Objectives:
a: Answer these questions from the film summary:
(i) Who appointed the new commissioner of football?
(ii) What sum does Carter donate to the American Legion in the end-credit pictures?
(iii) Which two historic teams were combined to form the fictional team name "Duluth Bulldogs"?
b: Filter the rows, copying out each line that contains the string "fill", with case taken into account.

Reading passage:
Carter's manager resorts to shady dealing to suppress the story, even bribing the original witness to change his statements. The new commissioner of football appointed by the U.S. Congress works toward legitimizing pro football by formalizing the game's rules and taking away its improvisational antics. He also attempts to clear the Carter controversy.

Public opinion turns against Lexie and Dodge interrupts a private hearing in the commissioner's office and threatens Carter with a confrontation by his old army comrades. Carter confesses the truth and the commissioner frees Lexie from printing a retraction. Carter modifies his story and returns much of his pay to the American Legion. Carter's conniving manager is banned from football and Dodge is warned that if he pulls any old tricks to win the next game, he will lose his place in the league.

Dodge's last game is played against Carter, who has changed sides from Duluth to Chicago and the rivalry for Lexie's affection spills onto the field. Dodge plays the game without reference to the rules. Dodge goes missing after a scrum, and with most players covered in mud, no one can tell who is who. There appears to be an interception and Chicago seems to have won, but when the mud is removed Dodge is revealed as the Chicago player on the play, which is changed to a touchdown resulting in a Bulldogs win.

Carter tells Dodge to quit playing football or he'll reveal the real story about his "capture" of the German soldiers to the newspapers. Dodge convinces him that the United States needs heroes and they part on good terms.

After the game, Dodge and Lexie ride into the sunset on Dodge's motorbike. During the end credits, pictures show Dodge and Lexie getting married, Carter donating $10,000 to the American Legion, and Carter's former manager with new clients Babe Ruth and Lou Gehrig.

==Real-life basis==
Leatherheads is loosely based on the life of Johnny Blood, who played for the Green Bay Packers for 14 seasons and is a member of the Pro Football Hall of Fame, while the fictional team name "Duluth Bulldogs" was a combination of two historic teams: the Duluth Eskimos and the Canton Bulldogs. George Clooney noted that the NFL did not allow the production team to use the name "Duluth Eskimos" because the script had the characters drinking alcohol. Krasinski's character also takes inspiration from another hall of fame player, Red Grange, who helped usher in a transformative era in pro football.

Input rows:
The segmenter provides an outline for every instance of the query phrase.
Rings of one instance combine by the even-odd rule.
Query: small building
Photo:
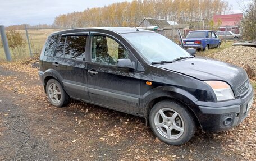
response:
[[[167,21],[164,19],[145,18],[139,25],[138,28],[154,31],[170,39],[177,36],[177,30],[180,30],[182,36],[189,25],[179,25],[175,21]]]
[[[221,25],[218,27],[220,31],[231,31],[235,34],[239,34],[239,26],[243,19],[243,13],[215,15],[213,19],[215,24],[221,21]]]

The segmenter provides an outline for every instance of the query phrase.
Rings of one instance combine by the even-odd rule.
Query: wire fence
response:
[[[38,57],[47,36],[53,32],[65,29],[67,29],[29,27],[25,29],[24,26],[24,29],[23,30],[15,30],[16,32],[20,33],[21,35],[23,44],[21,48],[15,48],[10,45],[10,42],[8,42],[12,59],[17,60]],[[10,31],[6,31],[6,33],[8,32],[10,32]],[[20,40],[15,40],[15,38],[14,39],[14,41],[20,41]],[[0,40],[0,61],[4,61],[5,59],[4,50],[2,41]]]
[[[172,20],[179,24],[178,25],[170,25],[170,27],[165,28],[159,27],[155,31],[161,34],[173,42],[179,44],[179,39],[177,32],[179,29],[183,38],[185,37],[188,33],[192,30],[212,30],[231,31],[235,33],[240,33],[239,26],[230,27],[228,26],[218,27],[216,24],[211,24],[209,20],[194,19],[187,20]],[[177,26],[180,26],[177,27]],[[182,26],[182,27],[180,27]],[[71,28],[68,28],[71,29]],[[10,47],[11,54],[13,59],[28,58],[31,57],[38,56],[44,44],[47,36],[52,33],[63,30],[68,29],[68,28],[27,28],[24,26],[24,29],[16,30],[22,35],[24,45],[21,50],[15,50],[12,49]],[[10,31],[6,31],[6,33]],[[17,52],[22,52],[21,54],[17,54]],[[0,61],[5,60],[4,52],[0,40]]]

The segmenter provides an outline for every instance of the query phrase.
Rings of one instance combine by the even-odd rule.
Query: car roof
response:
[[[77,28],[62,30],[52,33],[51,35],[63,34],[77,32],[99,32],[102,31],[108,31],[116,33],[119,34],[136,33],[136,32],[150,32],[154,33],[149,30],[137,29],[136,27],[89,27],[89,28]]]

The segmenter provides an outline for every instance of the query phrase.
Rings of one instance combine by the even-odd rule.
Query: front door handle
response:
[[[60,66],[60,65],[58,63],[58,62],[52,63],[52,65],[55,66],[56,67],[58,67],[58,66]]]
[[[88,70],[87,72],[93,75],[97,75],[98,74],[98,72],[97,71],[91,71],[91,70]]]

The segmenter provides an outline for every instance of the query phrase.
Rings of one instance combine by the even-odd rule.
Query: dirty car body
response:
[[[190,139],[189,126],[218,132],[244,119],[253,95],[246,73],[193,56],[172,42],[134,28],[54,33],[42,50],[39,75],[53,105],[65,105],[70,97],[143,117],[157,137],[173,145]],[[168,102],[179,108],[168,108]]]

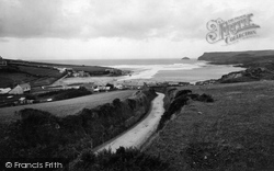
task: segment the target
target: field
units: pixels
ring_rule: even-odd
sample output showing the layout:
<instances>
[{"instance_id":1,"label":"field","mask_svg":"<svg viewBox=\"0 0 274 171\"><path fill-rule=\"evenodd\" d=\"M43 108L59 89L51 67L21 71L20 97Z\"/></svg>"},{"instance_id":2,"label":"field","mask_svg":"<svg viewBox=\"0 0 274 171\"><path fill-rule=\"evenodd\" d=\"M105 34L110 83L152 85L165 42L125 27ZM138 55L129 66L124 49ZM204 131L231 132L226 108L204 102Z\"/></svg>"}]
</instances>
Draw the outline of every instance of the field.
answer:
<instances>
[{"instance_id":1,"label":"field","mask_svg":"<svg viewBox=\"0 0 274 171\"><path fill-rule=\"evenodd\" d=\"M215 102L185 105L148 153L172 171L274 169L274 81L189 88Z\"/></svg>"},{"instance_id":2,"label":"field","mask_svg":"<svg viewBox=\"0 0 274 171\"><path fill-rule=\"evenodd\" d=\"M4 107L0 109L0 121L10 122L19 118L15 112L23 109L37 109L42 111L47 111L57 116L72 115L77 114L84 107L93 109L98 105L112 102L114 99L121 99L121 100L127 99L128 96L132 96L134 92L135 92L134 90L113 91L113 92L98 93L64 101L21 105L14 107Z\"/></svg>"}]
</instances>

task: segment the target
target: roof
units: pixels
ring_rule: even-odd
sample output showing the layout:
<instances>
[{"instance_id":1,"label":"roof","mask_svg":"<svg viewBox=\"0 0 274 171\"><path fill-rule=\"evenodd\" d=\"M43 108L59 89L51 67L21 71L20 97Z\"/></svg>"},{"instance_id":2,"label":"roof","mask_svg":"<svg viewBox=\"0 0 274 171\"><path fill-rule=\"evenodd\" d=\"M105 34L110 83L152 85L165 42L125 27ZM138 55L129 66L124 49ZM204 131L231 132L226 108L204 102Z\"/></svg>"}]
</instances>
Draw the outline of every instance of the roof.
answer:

The replies:
a:
(i) The U.S. Congress.
(ii) $10,000.
(iii) The Duluth Eskimos and the Canton Bulldogs.

b:
[{"instance_id":1,"label":"field","mask_svg":"<svg viewBox=\"0 0 274 171\"><path fill-rule=\"evenodd\" d=\"M43 108L59 89L51 67L21 71L20 97Z\"/></svg>"},{"instance_id":2,"label":"field","mask_svg":"<svg viewBox=\"0 0 274 171\"><path fill-rule=\"evenodd\" d=\"M105 34L110 83L152 85L165 42L125 27ZM138 55L129 66L124 49ZM204 131L231 132L226 108L204 102Z\"/></svg>"}]
[{"instance_id":1,"label":"field","mask_svg":"<svg viewBox=\"0 0 274 171\"><path fill-rule=\"evenodd\" d=\"M215 102L185 105L148 153L172 171L274 169L274 81L189 88Z\"/></svg>"},{"instance_id":2,"label":"field","mask_svg":"<svg viewBox=\"0 0 274 171\"><path fill-rule=\"evenodd\" d=\"M4 107L0 109L0 121L10 122L19 118L15 112L23 109L37 109L42 111L47 111L57 116L72 115L77 114L84 107L93 109L98 105L112 102L114 99L121 99L121 100L127 99L128 96L132 96L134 92L135 92L134 90L113 91L113 92L98 93L64 101L21 105L14 107Z\"/></svg>"}]
[{"instance_id":1,"label":"roof","mask_svg":"<svg viewBox=\"0 0 274 171\"><path fill-rule=\"evenodd\" d=\"M43 108L59 89L51 67L21 71L20 97Z\"/></svg>"},{"instance_id":2,"label":"roof","mask_svg":"<svg viewBox=\"0 0 274 171\"><path fill-rule=\"evenodd\" d=\"M105 34L110 83L152 85L165 42L125 27ZM138 55L129 66L124 49ZM204 131L231 132L226 108L204 102Z\"/></svg>"}]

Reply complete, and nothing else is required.